• **EXTRAIT CHOISI**

Des personnages tous caractérisés par leur malchance tragique mais aussi leur soif « d’amour atomique » toujours frustrée.
L’auteur en profite pour jeter au passage un regard ironique sur la famille dominicaine : « Ils sont comme ça, les Blancs. Ils perdent leur chat, et ils transmettent un avis de recherche à toutes les polices du pays, tandis que nous, les Dominicains, on perd notre fille et il est plus probable qu’on n’annule même pas notre rendez-vous chez le coiffeur. »

Une verve latino pimentée !
En France nous avons Ravalec, Despentes ou Faiza Guène qui ont su dynamiter les codes classiques voire bourgeois de la langue littéraire. Outre Atlantique, après Bukowski, Thompson ou Miller qui ont donné leurs lettres de noblesse littéraires à l’argot et au langage cru, il faudra désormais compter avec Junot Diaz qui invente, lui, une langue métissée à mi-chemin entre la tchatche des rappeurs, l’anglais et sa langue maternelle l’espagnol (ce qui l’on appelle le spanglish en VO). Plébiscitée par la presse et les lecteurs, cette gouaille a largement contribué au succès du roman, même si elle aura pu déstabiliser. Les « cailles », la abuela, une « bande de morenas » émaillent ainsi les pages.

• **Entrées d'annotation de régions**
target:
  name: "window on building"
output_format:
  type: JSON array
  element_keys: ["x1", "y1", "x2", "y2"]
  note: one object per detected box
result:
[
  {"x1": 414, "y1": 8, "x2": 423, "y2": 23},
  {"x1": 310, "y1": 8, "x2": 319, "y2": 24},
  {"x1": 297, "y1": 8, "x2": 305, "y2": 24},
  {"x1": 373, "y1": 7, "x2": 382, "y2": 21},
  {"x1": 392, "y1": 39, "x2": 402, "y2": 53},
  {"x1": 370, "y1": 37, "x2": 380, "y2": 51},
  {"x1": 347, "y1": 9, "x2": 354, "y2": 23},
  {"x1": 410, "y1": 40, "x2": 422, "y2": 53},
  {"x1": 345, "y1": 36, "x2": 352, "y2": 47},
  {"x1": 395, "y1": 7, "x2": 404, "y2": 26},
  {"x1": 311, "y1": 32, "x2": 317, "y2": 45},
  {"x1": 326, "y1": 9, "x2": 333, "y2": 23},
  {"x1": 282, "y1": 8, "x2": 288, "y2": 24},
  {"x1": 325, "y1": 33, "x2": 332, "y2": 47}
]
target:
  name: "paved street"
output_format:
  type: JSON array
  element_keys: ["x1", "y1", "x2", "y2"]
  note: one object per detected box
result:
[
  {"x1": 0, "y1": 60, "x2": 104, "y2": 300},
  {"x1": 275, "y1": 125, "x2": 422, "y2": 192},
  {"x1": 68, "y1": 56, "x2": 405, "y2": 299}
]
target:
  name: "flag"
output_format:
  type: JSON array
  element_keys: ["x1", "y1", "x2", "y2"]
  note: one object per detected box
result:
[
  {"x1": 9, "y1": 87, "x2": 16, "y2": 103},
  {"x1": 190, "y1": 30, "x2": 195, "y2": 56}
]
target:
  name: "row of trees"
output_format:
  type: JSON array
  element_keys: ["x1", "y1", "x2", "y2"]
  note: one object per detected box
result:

• **CONSIGNES**
- A) D'après l'extrait sur le roman de Junot Diaz, entre quoi se situe la langue métissée qu'il invente ?
- B) Recopiez tout le passage de l'extrait, de « En France nous » jusqu'à « ainsi les pages. ».

• **RÉPONSES COMPLÈTES**
- A) Elle se situe à mi-chemin entre la tchatche des rappeurs, l'anglais et l'espagnol, sa langue maternelle.

- B)
En France nous avons Ravalec, Despentes ou Faiza Guène qui ont su dynamiter les codes classiques voire bourgeois de la langue littéraire. Outre Atlantique, après Bukowski, Thompson ou Miller qui ont donné leurs lettres de noblesse littéraires à l’argot et au langage cru, il faudra désormais compter avec Junot Diaz qui invente, lui, une langue métissée à mi-chemin entre la tchatche des rappeurs, l’anglais et sa langue maternelle l’espagnol (ce qui l’on appelle le spanglish en VO). Plébiscitée par la presse et les lecteurs, cette gouaille a largement contribué au succès du roman, même si elle aura pu déstabiliser. Les « cailles », la abuela, une « bande de morenas » émaillent ainsi les pages.